| Brief |
Reproduce the whole listing, character for character.

Excerpt from a dataset:

----

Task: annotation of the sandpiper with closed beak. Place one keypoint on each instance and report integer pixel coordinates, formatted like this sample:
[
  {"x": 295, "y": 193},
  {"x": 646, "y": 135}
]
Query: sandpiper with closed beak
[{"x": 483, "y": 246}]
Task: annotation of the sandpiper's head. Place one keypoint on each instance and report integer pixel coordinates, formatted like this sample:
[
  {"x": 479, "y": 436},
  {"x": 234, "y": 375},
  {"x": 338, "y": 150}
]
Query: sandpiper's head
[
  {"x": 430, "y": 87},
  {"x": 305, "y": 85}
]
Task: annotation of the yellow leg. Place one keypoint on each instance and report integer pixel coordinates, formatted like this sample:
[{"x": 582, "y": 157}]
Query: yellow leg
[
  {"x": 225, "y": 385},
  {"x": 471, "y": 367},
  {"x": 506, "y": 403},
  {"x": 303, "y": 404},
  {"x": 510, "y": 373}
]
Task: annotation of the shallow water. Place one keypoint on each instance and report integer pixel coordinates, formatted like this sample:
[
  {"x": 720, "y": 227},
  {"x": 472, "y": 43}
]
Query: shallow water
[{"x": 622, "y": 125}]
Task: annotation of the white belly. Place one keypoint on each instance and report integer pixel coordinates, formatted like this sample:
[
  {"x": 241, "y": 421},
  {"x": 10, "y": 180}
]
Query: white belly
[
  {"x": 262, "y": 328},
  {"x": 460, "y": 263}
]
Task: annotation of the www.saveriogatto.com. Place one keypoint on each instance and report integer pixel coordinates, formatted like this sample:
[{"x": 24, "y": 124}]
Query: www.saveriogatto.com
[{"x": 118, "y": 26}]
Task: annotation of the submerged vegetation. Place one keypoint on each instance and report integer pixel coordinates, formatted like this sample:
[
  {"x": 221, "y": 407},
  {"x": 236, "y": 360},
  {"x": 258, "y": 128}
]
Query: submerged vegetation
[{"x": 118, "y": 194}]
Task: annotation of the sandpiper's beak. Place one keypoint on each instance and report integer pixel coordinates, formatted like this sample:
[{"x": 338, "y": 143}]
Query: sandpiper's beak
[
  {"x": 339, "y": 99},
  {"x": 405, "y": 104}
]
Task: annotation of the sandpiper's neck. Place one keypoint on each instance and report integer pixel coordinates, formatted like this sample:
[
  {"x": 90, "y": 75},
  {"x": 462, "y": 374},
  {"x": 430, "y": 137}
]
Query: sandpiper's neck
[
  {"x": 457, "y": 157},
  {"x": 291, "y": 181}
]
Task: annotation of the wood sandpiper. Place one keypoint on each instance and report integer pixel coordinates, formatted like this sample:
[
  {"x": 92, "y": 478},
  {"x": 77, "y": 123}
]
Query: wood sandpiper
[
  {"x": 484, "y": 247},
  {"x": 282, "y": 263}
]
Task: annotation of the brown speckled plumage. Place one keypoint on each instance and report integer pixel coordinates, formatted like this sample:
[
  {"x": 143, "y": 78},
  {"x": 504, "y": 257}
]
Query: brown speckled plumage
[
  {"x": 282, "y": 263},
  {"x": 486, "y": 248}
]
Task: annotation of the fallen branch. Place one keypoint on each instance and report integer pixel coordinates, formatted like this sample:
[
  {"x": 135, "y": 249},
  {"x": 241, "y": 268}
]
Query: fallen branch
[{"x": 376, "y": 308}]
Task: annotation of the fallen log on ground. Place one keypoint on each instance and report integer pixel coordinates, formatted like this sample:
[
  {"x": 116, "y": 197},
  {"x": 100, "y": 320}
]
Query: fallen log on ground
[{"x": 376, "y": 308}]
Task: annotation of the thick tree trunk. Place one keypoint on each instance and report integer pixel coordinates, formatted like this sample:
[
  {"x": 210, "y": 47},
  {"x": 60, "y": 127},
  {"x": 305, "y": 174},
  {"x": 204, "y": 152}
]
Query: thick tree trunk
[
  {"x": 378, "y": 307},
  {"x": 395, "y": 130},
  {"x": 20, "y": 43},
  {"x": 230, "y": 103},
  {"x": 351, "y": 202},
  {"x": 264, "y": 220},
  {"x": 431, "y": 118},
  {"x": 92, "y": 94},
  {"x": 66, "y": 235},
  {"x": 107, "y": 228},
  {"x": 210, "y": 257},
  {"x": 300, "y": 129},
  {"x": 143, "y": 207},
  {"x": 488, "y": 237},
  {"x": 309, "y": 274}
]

----

| Solution |
Task: annotation of the sandpiper with closed beak. Place one keypoint on each instance and report integer pixel coordinates, formatted like this sample:
[
  {"x": 295, "y": 193},
  {"x": 646, "y": 135}
]
Query: sandpiper with closed beak
[{"x": 483, "y": 246}]
Task: annotation of the sandpiper's head. Place one keypoint on each instance and report integer pixel coordinates, formatted like this sample:
[
  {"x": 479, "y": 436},
  {"x": 234, "y": 375},
  {"x": 338, "y": 150}
]
Query: sandpiper's head
[
  {"x": 430, "y": 87},
  {"x": 305, "y": 85}
]
Task: annotation of the yellow leg. Place one keypoint on each instance and report integer pixel coordinates, formatted like this sample:
[{"x": 582, "y": 157}]
Query: yellow leg
[
  {"x": 225, "y": 385},
  {"x": 471, "y": 367},
  {"x": 506, "y": 403},
  {"x": 303, "y": 404},
  {"x": 510, "y": 373}
]
Task: annotation of the shallow water. Place one keypoint on each instance and report integer pixel coordinates, formatted like this sample:
[
  {"x": 720, "y": 227},
  {"x": 472, "y": 43}
]
Query: shallow water
[{"x": 622, "y": 125}]
Task: annotation of the white belly. Place one keypoint on each instance and report integer pixel coordinates, formatted like this sample:
[
  {"x": 241, "y": 421},
  {"x": 10, "y": 180}
]
Query: white belly
[
  {"x": 262, "y": 328},
  {"x": 460, "y": 263}
]
Task: annotation of the www.saveriogatto.com. Place one keypoint on each instance and report integer pixel coordinates, formatted like this sample:
[{"x": 24, "y": 124}]
Query: www.saveriogatto.com
[{"x": 118, "y": 26}]
Task: annotation of the submerged vegetation. Place one keypoint on each instance and report integer pixel coordinates, formatted like this sample:
[
  {"x": 221, "y": 407},
  {"x": 236, "y": 360},
  {"x": 258, "y": 128}
]
Query: submerged vegetation
[{"x": 118, "y": 194}]
Task: annotation of the sandpiper's beak. Place one keypoint on each instance and report integer pixel coordinates, formatted like this sample:
[{"x": 338, "y": 143}]
Query: sandpiper's beak
[
  {"x": 339, "y": 99},
  {"x": 405, "y": 104}
]
Task: annotation of the sandpiper's neck. Place one keypoint on each instance and report integer pixel coordinates, formatted like this sample:
[
  {"x": 90, "y": 75},
  {"x": 462, "y": 374},
  {"x": 430, "y": 137}
]
Query: sandpiper's neck
[
  {"x": 457, "y": 157},
  {"x": 291, "y": 181}
]
Task: annotation of the wood sandpiper. Place one keypoint on each instance and report integer pixel coordinates, formatted like this sample:
[
  {"x": 92, "y": 478},
  {"x": 77, "y": 123}
]
Query: wood sandpiper
[
  {"x": 484, "y": 247},
  {"x": 282, "y": 263}
]
Task: annotation of the brown speckled plumage. Place one keypoint on each instance and report integer pixel coordinates, formatted like this sample:
[
  {"x": 143, "y": 78},
  {"x": 504, "y": 257}
]
Query: brown speckled plumage
[
  {"x": 282, "y": 263},
  {"x": 486, "y": 248}
]
Task: annotation of the fallen branch. Place one keypoint on each instance and report integer pixel coordinates, formatted like this sample:
[
  {"x": 135, "y": 249},
  {"x": 241, "y": 268}
]
Query: fallen branch
[{"x": 376, "y": 308}]
Task: annotation of the fallen log on ground. Place one keypoint on each instance and report integer pixel coordinates, formatted like this sample:
[
  {"x": 116, "y": 197},
  {"x": 100, "y": 320}
]
Query: fallen log on ground
[{"x": 376, "y": 308}]
Task: annotation of the thick tree trunk. Place one keypoint on each instance and report integer pixel coordinates, formatted like this sample:
[
  {"x": 210, "y": 47},
  {"x": 60, "y": 127},
  {"x": 305, "y": 174},
  {"x": 204, "y": 152}
]
Query: thick tree trunk
[
  {"x": 378, "y": 307},
  {"x": 395, "y": 130},
  {"x": 20, "y": 43},
  {"x": 230, "y": 103},
  {"x": 351, "y": 202},
  {"x": 264, "y": 220},
  {"x": 431, "y": 118},
  {"x": 92, "y": 94},
  {"x": 66, "y": 235},
  {"x": 107, "y": 228},
  {"x": 210, "y": 257},
  {"x": 300, "y": 129},
  {"x": 143, "y": 207},
  {"x": 488, "y": 237},
  {"x": 309, "y": 274}
]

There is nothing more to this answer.